Robin Lewis’ Slow Fade in the Deep Blue Water

Robin Lewis’ Slow Fade in the Deep Blue Water

Robin Lewis’ sweet spirit was born in Northern Colorado. She took a bit of a sojourn to Asheville, N.C., where she found some roots, some pain, and recorded three singles with Patrick Doyle. Doyle is a Los Angeles / Asheville-based producer, composer, and engineer with some premiere projects, including the recording engineer for Jennifer Lopez. Robin met Doyle at a party, and they connected over music, then these three songs blossomed: First, Deep Blue Water, dropped last fall, Slow Fade is out today on all streaming platforms.

Robin explains Deep Blue Water was born from a painful experience, “It is about transformation, healing, and taking the shit that life throws at us to find the gift in it. How will it help you grow and evolve? How will it help you expand as a person? What is the gift in that fucked up situation?” Robin has a sultry, smooth, polished sound. When you hear her voice, it captivates you and draws you in just to get a little more. Robin has an intriguing, unique sound that is both powerful and soft at the same time.

*Data segment*.
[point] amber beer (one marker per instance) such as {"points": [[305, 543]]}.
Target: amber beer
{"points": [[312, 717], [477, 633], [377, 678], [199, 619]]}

*Task item*.
Transcribe the part of the article on Robin Lewis that runs from "Robin explains Deep" to "the same time." without changing a word.

*Output below*.
Robin explains Deep Blue Water was born from a painful experience, “It is about transformation, healing, and taking the shit that life throws at us to find the gift in it. How will it help you grow and evolve? How will it help you expand as a person? What is the gift in that fucked up situation?” Robin has a sultry, smooth, polished sound. When you hear her voice, it captivates you and draws you in just to get a little more. Robin has an intriguing, unique sound that is both powerful and soft at the same time.